● **Requirements**
Could you recast every line of the listing below as a numbered list, skipping any blank lines and leaving the pictures out?

%%

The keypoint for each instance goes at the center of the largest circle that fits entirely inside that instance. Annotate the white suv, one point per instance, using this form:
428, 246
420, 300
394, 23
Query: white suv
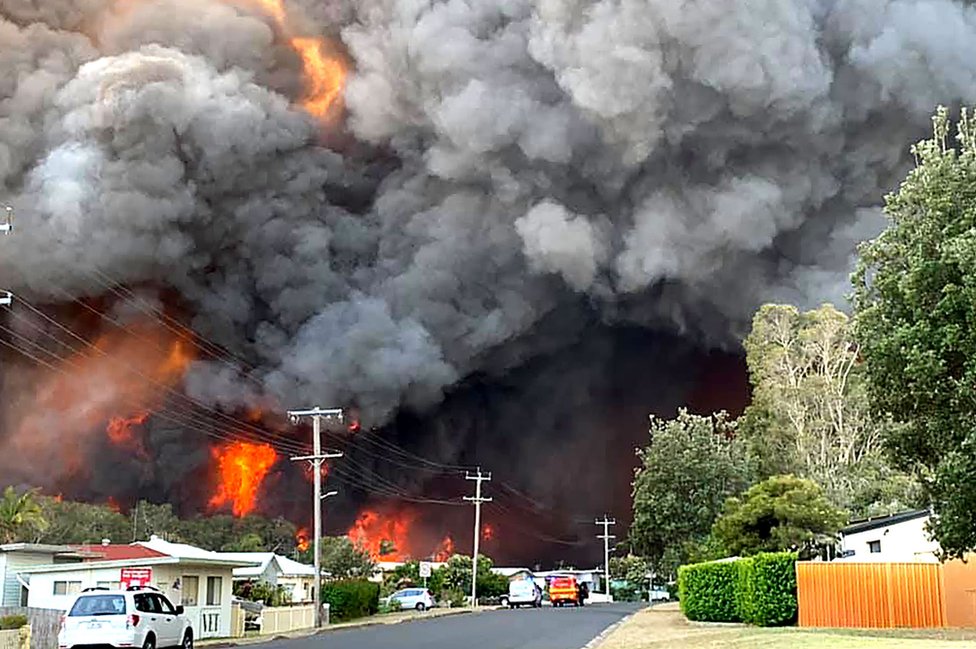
124, 618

%%

● **Result of this exercise**
1. The keypoint for each instance goes at the center of the largest circle that fits entirely inside that instance. Annotate the white suv, one point per instance, using this form:
2. 428, 246
3. 420, 300
4. 394, 23
5. Query: white suv
6. 124, 618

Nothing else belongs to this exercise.